Document passage =>
By Leilani Daniels // Photographs by Kisa Koenig
So you’re pregnant and want the very best for you and your baby. Of course you have many questions, but with the vast and varying amount of information online, in print, and in opinions, knowing where to turn can be overwhelming. As you consider the logistics and all of the new life changes, there are three elements that will help you ease into the incredible experience of parenthood with confidence.
The Three E’s of Childbirth:
I like to pretend the three E’s are a three-legged stool that needs to be built. Your baby’s arrival is the seat, and evolution, education, and economics are the legs.
In the early 1900s, families transitioned from having home births with a midwife to birthing their babies in hospitals. With this evolution, control of the birth shifted from the women to the physicians. Families began following hospital protocol and mothers-to-be were encouraged and/or required to take a childbirth class offered by the hospital. With best interests in mind, pregnant women attended these classes without their husbands or partners (they were not welcome and were treated as interlopers). Pregnant mothers sat through grueling hospital lectures, were given little background on their bodies and the pregnancy process, and were forced to listen, and sometimes watch, videos that portrayed intimidating childbirth experiences. Women left the class with little understanding of pregnancy and birthing’s effects on their body and their babies.
Thankfully, yesterday’s philosophy has evolved. Today you can have your baby with an obstetrician, midwife, or with the help of a doula (a birthing coach). You can deliver at a birthing center, in the hospital, or, in some states, at home. You can choose to have an epidural or spinal anesthesia. Or you can choose nonmedical forms of pain relief like labor comfort measures or coping strategies that use breathing and hands-on exercises. You can write a birth plan to help determine your baby’s birth story (barring no medical complications). And you will feel a sense of confidence knowing how to take care of your baby and yourself after birth.
Education is knowledge, and the more you know, the less stressed you will be. Gaining information on your options allows you to talk in-depth with your partner, your practitioner, or your doula about the choices in your birth plan.

Provided material =>
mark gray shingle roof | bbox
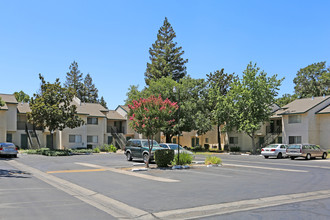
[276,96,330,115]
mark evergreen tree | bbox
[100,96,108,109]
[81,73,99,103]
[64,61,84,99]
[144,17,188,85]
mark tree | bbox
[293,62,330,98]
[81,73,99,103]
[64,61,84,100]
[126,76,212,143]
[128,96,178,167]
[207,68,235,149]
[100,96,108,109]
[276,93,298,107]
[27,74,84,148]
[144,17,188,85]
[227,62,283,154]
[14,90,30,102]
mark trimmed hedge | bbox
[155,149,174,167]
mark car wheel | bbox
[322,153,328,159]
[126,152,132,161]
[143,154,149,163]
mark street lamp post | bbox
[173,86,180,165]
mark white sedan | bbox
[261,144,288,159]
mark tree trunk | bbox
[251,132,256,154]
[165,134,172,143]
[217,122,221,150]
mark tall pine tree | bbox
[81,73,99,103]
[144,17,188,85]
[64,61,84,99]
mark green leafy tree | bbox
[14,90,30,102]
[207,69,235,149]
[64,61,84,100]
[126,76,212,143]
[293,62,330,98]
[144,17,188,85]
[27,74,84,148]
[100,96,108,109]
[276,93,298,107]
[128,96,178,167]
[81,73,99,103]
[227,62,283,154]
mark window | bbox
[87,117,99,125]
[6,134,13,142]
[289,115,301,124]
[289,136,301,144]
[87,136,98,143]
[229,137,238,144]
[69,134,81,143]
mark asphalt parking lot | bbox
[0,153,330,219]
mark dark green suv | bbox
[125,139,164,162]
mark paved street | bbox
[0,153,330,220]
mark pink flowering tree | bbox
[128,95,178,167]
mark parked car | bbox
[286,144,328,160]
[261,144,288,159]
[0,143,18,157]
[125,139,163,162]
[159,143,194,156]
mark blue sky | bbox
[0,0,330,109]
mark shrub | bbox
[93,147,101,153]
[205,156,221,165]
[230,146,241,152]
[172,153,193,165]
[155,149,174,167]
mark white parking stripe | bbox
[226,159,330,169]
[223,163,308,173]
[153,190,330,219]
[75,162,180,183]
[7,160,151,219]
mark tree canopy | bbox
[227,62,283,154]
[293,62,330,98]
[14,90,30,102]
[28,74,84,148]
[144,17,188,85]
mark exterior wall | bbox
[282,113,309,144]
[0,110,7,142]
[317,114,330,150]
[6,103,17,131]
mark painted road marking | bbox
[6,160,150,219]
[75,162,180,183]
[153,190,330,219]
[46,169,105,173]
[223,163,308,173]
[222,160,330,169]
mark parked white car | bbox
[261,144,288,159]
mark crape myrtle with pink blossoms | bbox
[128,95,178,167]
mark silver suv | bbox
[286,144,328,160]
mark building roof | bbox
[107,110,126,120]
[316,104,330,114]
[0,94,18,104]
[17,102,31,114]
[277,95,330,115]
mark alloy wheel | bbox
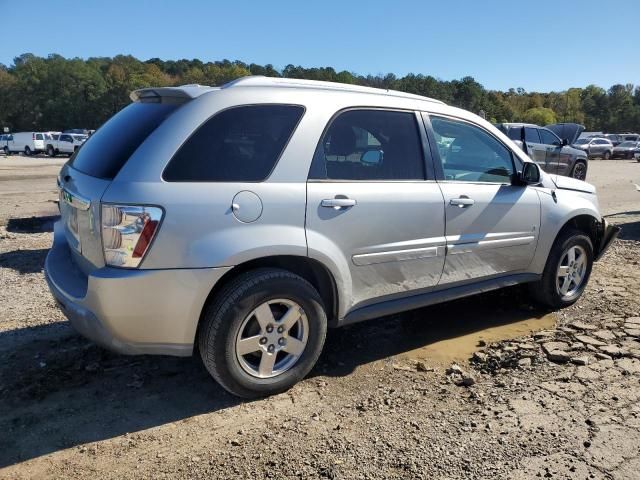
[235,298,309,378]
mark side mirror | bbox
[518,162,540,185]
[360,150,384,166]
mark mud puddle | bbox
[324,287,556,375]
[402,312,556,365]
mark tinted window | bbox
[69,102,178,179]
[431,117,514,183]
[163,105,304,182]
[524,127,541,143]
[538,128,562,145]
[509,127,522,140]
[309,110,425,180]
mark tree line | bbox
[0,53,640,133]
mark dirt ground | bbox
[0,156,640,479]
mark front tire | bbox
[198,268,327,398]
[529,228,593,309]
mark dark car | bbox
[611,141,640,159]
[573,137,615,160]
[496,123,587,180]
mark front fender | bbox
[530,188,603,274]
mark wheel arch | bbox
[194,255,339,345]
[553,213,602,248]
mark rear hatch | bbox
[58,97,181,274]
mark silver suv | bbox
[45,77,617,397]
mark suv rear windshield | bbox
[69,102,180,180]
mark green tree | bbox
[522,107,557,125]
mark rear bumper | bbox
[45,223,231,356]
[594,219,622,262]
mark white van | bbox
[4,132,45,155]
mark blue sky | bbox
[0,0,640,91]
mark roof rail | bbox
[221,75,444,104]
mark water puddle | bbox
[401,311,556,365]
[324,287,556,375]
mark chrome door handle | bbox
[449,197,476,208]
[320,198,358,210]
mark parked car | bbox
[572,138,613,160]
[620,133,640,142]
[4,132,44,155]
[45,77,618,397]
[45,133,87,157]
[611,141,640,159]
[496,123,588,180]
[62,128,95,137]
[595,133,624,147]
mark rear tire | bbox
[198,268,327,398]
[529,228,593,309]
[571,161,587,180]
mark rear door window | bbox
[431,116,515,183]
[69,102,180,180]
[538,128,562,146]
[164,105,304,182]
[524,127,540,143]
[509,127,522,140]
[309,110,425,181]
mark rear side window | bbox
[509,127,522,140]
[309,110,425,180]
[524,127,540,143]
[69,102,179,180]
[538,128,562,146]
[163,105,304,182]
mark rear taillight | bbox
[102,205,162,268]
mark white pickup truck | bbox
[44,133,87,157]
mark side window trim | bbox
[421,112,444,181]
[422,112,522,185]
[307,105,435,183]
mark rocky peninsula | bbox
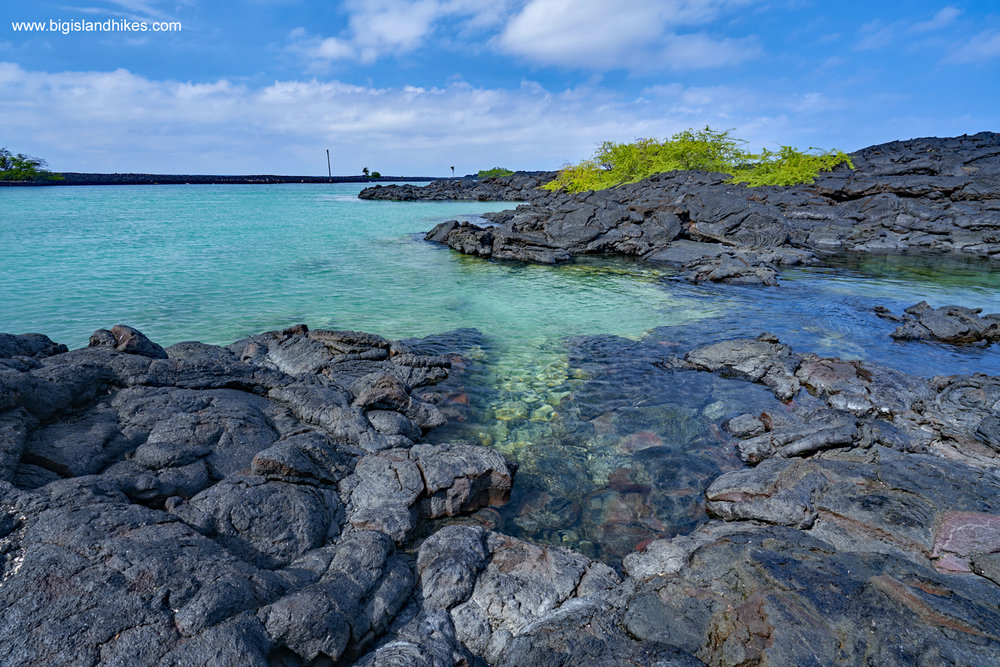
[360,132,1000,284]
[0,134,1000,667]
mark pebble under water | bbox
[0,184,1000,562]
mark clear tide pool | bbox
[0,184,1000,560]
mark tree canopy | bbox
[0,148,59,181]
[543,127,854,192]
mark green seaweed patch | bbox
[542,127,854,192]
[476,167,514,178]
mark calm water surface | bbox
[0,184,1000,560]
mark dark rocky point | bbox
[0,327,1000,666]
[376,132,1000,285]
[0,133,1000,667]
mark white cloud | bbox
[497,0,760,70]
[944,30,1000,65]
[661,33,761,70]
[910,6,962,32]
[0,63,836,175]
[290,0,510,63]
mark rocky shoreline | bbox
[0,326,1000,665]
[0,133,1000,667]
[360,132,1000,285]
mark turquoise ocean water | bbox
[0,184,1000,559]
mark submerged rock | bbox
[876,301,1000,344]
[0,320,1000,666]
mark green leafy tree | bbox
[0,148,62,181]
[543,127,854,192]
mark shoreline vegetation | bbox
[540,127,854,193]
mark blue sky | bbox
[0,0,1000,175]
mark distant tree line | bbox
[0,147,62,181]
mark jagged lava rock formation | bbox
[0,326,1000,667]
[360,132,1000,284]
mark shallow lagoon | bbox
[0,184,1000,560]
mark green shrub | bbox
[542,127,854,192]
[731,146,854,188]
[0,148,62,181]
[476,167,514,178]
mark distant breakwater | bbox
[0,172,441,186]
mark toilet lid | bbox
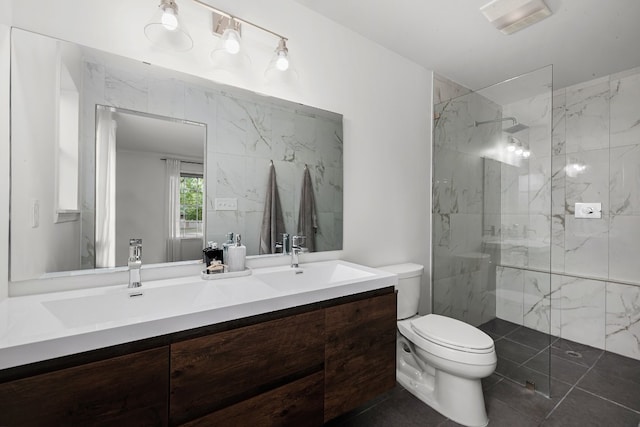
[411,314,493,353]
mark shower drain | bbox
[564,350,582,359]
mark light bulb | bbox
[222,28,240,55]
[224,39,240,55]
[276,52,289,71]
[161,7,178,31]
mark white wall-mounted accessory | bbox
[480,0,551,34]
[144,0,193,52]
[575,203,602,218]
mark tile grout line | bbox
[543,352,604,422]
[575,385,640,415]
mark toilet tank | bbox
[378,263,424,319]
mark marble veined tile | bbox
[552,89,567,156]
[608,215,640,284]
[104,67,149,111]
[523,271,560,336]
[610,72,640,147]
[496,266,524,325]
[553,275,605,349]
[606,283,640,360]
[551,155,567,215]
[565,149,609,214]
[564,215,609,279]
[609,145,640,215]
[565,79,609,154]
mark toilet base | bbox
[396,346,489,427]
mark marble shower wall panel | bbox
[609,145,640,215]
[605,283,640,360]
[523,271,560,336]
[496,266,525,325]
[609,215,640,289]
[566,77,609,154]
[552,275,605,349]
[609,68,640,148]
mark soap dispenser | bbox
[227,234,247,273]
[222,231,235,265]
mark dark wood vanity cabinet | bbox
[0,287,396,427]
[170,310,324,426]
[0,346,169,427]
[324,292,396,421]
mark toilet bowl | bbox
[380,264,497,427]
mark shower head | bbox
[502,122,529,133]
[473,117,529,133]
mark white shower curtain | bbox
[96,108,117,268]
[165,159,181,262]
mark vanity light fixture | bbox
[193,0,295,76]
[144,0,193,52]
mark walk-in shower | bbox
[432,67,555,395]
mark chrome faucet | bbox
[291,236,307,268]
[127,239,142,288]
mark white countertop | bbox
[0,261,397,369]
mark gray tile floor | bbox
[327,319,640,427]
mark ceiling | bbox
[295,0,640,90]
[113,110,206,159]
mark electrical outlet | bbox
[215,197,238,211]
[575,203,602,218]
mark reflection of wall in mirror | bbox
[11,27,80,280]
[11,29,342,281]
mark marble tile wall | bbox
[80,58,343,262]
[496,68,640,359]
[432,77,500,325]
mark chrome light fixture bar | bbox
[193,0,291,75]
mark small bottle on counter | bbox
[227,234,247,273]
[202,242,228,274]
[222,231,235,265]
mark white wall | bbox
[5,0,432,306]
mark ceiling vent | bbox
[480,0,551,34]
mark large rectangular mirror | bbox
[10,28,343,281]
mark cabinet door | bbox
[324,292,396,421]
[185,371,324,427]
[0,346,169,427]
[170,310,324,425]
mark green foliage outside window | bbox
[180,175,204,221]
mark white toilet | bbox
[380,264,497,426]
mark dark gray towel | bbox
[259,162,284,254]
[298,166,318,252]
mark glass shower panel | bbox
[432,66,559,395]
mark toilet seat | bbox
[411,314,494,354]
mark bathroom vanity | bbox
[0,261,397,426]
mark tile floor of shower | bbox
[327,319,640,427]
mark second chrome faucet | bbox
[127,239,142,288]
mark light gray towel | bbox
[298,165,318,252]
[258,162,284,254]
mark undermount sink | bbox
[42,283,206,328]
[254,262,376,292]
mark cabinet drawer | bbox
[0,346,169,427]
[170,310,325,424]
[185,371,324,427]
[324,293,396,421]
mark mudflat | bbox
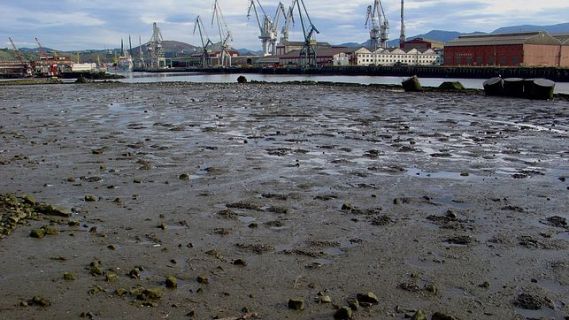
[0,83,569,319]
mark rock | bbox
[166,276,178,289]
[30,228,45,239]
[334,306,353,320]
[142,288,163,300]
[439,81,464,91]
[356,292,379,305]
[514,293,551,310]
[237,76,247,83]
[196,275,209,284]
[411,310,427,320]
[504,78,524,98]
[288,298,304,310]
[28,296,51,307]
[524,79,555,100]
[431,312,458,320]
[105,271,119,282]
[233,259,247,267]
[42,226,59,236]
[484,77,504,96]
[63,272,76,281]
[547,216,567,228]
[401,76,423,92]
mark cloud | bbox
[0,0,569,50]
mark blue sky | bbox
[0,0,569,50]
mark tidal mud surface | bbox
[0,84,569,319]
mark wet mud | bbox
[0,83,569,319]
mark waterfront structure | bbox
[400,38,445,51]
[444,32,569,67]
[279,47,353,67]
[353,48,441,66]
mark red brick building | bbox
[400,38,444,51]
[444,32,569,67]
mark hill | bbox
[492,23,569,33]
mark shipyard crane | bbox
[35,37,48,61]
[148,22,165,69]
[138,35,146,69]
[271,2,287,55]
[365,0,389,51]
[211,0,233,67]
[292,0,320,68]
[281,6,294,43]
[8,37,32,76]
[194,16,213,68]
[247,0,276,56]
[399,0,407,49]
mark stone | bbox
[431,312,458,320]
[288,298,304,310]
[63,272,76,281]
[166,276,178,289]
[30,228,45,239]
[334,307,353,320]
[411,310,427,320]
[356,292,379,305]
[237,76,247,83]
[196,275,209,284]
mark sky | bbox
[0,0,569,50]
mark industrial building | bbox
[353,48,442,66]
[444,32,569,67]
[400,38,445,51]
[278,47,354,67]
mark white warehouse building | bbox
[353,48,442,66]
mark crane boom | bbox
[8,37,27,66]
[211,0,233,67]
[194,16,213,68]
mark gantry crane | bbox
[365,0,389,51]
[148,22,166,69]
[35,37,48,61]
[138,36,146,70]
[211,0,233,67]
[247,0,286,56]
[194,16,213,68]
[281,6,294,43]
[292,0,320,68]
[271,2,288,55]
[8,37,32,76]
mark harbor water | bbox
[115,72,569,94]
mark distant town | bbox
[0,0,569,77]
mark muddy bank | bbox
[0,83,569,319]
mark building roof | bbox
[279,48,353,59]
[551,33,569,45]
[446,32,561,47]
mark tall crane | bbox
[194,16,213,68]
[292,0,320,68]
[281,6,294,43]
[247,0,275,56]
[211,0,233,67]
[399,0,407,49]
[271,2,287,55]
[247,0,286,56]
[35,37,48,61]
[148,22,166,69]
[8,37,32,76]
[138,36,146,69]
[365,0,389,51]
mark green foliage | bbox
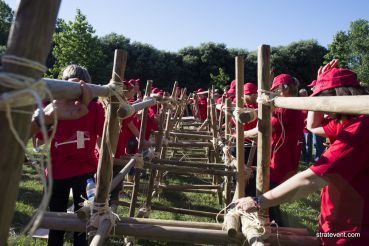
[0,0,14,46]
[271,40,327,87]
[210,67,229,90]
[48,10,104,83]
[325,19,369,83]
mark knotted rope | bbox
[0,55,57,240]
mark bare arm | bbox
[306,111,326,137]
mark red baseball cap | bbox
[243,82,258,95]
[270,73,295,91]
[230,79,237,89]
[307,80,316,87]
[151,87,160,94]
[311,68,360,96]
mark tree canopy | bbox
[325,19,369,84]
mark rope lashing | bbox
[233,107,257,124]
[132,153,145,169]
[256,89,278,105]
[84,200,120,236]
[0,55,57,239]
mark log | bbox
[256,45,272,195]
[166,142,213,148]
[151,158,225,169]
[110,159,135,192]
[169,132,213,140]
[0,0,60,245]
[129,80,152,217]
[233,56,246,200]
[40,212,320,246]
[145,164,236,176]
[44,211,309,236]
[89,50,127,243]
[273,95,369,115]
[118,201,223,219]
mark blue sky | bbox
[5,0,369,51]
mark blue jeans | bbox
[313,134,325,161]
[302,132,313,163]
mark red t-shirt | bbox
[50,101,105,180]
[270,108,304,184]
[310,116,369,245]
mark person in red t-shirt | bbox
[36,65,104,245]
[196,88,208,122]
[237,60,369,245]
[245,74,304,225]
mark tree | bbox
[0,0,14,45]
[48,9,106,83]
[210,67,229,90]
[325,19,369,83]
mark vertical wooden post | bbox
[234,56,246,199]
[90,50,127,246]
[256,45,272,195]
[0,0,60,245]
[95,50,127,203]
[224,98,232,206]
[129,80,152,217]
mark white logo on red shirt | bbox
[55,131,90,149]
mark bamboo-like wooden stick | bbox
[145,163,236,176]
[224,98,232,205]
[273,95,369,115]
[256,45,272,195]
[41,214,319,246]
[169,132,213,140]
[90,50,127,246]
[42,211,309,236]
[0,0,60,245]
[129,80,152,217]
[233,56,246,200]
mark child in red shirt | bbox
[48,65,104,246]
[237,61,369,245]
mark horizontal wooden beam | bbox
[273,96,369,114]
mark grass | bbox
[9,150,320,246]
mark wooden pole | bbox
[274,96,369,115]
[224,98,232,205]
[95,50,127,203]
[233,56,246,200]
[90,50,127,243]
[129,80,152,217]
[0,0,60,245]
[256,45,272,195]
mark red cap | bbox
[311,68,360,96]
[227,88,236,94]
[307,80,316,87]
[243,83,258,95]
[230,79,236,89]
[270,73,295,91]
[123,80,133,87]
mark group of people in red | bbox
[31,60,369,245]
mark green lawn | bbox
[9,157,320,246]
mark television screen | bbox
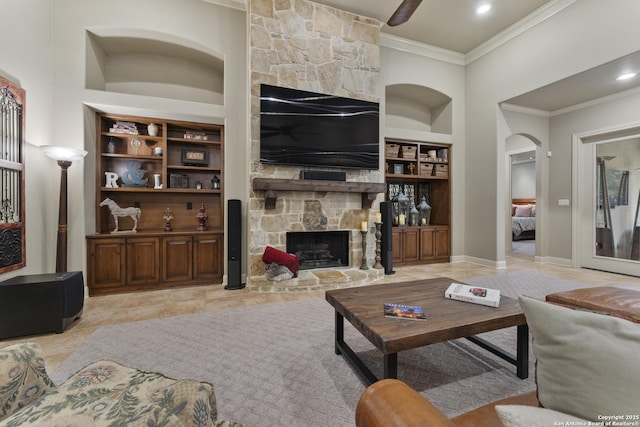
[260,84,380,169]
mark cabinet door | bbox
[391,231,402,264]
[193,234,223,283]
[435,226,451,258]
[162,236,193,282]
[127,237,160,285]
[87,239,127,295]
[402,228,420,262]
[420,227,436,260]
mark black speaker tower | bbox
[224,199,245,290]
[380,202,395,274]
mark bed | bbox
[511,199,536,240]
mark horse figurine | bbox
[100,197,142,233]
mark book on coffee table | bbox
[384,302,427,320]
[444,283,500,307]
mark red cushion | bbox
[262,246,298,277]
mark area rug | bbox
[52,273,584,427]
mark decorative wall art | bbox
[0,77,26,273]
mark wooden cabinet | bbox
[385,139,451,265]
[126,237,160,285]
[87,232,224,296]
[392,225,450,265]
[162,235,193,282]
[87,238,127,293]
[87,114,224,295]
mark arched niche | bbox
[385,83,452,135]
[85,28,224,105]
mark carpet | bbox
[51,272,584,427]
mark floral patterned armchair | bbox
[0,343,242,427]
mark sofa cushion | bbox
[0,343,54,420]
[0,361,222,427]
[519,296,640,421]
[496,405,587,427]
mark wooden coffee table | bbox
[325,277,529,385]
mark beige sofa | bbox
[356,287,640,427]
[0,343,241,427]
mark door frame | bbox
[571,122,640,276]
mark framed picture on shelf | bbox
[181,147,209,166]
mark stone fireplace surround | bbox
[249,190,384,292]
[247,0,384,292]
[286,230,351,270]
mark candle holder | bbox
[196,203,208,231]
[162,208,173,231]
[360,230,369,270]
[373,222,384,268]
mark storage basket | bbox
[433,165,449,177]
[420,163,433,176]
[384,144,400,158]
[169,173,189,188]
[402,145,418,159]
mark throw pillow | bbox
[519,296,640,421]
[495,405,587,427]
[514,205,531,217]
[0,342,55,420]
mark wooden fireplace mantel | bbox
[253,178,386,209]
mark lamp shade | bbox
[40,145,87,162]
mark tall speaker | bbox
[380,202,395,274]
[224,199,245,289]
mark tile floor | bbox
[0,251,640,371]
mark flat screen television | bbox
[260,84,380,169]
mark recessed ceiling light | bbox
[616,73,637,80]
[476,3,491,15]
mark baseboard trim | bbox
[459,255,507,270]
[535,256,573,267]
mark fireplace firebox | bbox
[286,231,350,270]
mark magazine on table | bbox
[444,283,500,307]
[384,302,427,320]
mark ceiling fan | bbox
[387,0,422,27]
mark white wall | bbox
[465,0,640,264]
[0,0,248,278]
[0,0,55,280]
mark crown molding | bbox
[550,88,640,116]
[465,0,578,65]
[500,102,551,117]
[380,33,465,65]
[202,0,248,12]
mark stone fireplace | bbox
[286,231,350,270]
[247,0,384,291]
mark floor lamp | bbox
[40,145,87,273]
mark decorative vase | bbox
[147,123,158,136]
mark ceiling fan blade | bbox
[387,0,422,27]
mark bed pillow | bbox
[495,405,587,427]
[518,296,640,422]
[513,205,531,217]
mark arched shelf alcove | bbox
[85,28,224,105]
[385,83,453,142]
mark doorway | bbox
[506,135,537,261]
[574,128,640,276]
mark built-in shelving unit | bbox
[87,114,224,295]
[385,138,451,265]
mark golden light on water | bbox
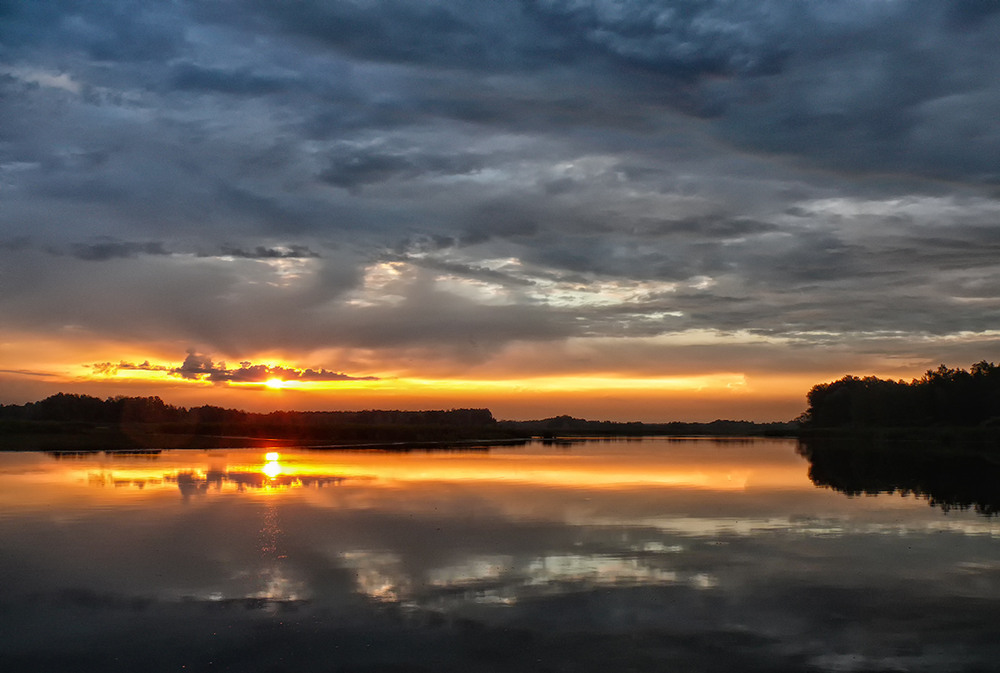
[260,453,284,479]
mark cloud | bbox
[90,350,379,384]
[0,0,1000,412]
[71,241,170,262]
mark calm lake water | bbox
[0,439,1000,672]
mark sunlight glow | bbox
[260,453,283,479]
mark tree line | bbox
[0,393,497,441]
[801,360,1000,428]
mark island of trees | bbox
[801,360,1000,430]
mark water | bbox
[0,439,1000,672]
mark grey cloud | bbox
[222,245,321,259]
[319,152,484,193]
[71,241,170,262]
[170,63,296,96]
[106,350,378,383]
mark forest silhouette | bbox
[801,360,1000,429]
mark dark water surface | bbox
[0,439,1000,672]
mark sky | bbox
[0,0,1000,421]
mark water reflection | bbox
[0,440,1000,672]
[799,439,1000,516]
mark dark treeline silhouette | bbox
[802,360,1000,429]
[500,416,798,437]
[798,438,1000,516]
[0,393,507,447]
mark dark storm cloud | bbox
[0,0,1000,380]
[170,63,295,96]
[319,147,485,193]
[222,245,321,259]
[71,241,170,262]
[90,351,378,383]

Try it => Rewrite the childbirth article between "By Leilani Daniels" and "parenthood with confidence.", inclusive, putting "daunting" in place of "overwhelming".

Answer to the exercise =>
By Leilani Daniels // Photographs by Kisa Koenig
So you’re pregnant and want the very best for you and your baby. Of course you have many questions, but with the vast and varying amount of information online, in print, and in opinions, knowing where to turn can be daunting. As you consider the logistics and all of the new life changes, there are three elements that will help you ease into the incredible experience of parenthood with confidence.